***** TEXTO DE APOIO *****

Rio Azul, Paraná, 07 de setembro de 2014
“Sementes crioulas, construindo a nossa autonomia”. Sob essa bandeira, mais de 2 mil agricultores e agricultoras familiares, adultos e jovens, participaram, em Rio Azul, no dia 07 de setembro de 2014, da 12ª Feira Regional de Sementes Crioulas e da Agrobiodiversidade. A Feira foi convocada pelas organizações e lideranças da agricultura familiar da região Centro-Sul do Paraná e Planalto Norte de Santa Catarina articuladas no Coletivo Triunfo, sendo acolhida pelo Sindicato dos Trabalhadores Rurais de Rio Azul, com o apoio da Prefeitura do município.

***** ENTRADAS FORNECIDAS *****

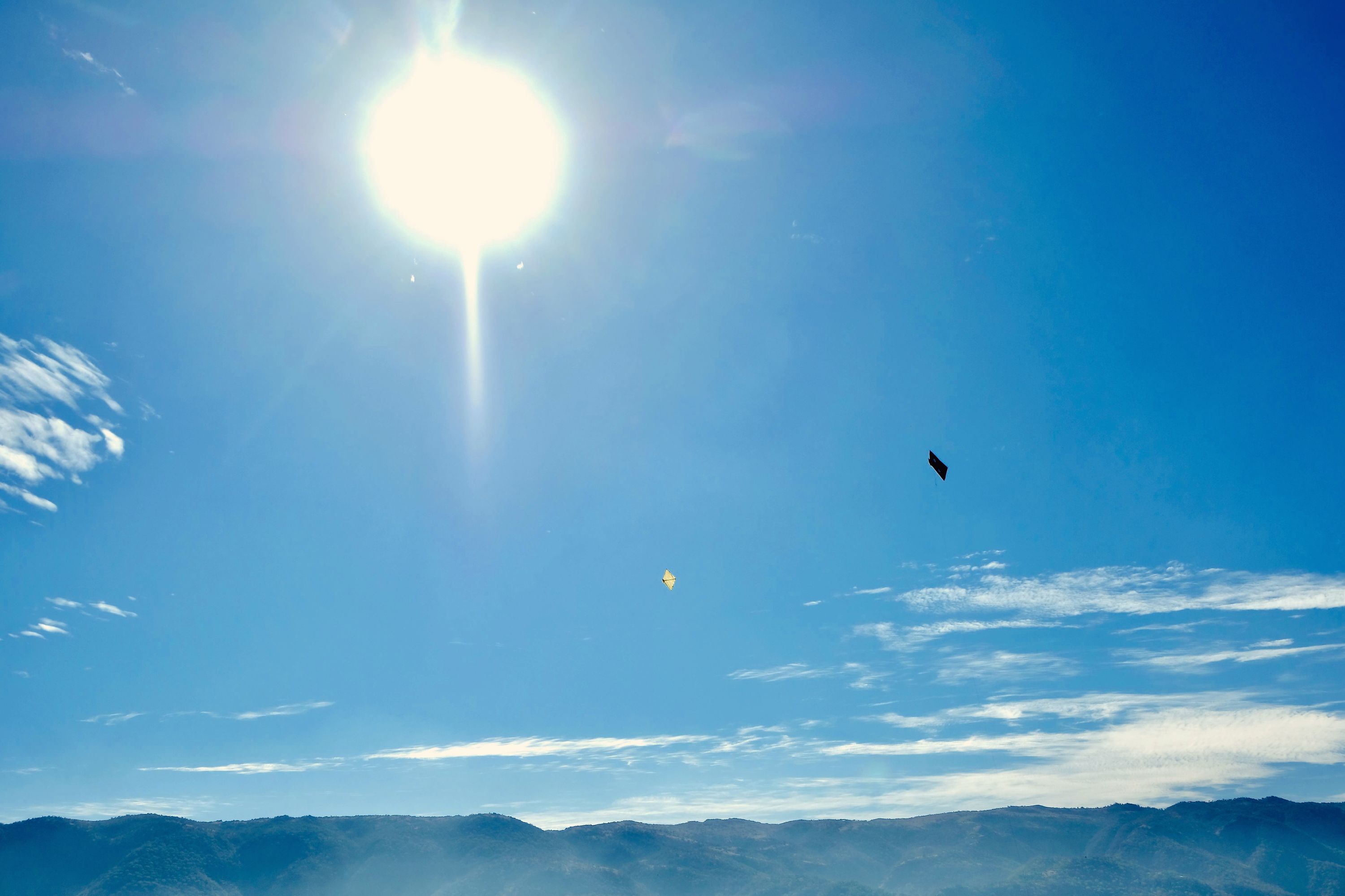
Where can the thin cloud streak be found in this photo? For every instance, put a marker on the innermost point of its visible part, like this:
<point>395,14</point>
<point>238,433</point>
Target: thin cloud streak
<point>1197,661</point>
<point>1004,665</point>
<point>1156,759</point>
<point>37,444</point>
<point>528,747</point>
<point>894,638</point>
<point>865,677</point>
<point>1134,591</point>
<point>112,719</point>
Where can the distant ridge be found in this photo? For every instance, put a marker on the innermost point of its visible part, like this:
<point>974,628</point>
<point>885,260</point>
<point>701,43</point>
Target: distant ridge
<point>1226,848</point>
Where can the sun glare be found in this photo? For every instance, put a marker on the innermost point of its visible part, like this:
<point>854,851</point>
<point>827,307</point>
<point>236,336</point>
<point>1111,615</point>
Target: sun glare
<point>464,152</point>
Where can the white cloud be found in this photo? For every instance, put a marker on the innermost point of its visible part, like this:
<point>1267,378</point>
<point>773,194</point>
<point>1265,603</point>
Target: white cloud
<point>1136,591</point>
<point>1195,661</point>
<point>1090,707</point>
<point>243,769</point>
<point>288,710</point>
<point>865,677</point>
<point>526,747</point>
<point>27,497</point>
<point>50,626</point>
<point>112,610</point>
<point>37,444</point>
<point>97,68</point>
<point>781,673</point>
<point>112,719</point>
<point>1154,758</point>
<point>116,446</point>
<point>1004,665</point>
<point>894,638</point>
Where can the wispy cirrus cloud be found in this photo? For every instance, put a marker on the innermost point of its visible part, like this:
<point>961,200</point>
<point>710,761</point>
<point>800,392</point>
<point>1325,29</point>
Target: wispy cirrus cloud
<point>244,769</point>
<point>287,710</point>
<point>112,610</point>
<point>894,637</point>
<point>864,676</point>
<point>1004,665</point>
<point>1199,661</point>
<point>1156,757</point>
<point>1089,707</point>
<point>1134,591</point>
<point>112,719</point>
<point>530,747</point>
<point>88,61</point>
<point>37,444</point>
<point>64,603</point>
<point>284,710</point>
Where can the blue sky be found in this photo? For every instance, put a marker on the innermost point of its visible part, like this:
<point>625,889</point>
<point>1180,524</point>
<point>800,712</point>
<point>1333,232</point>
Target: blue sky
<point>256,563</point>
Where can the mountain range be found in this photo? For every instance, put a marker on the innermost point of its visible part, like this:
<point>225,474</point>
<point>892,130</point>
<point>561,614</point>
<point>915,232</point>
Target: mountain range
<point>1227,848</point>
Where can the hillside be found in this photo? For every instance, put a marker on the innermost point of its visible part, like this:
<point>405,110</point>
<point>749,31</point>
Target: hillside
<point>1228,848</point>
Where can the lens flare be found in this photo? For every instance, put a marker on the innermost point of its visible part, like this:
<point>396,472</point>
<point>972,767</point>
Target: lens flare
<point>466,154</point>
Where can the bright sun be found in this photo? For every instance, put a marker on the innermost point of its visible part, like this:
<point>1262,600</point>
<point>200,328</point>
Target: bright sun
<point>464,152</point>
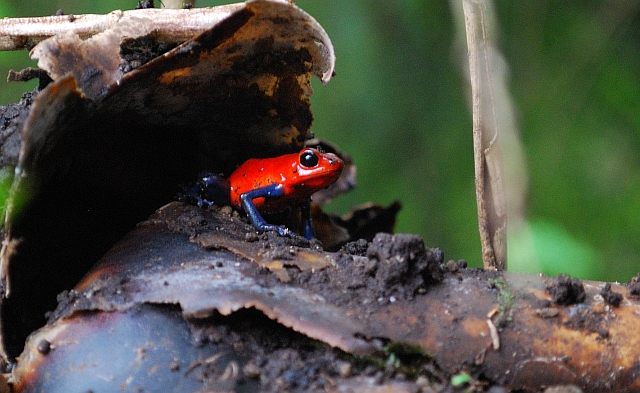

*****

TAREFAS PROPOSTAS:
1. Liste as entidades que, segundo o texto sobre a feira de sementes crioulas, convocaram, acolheram ou apoiaram a Feira.
2. Localize e copie cada uma das linhas que contêm a sequência "range", diferenciando maiúsculas de minúsculas.

RESPOSTAS POR TAREFA:
1.
- Coletivo Triunfo (organizações e lideranças da agricultura familiar nele articuladas), que convocou a Feira
- Sindicato dos Trabalhadores Rurais de Rio Azul, que acolheu a Feira
- Prefeitura do município, que apoiou a Feira

2.
Where can the mountain range be found in this photo? For every instance, put a marker on the innermost point of its visible part, like this:
Target: mountain range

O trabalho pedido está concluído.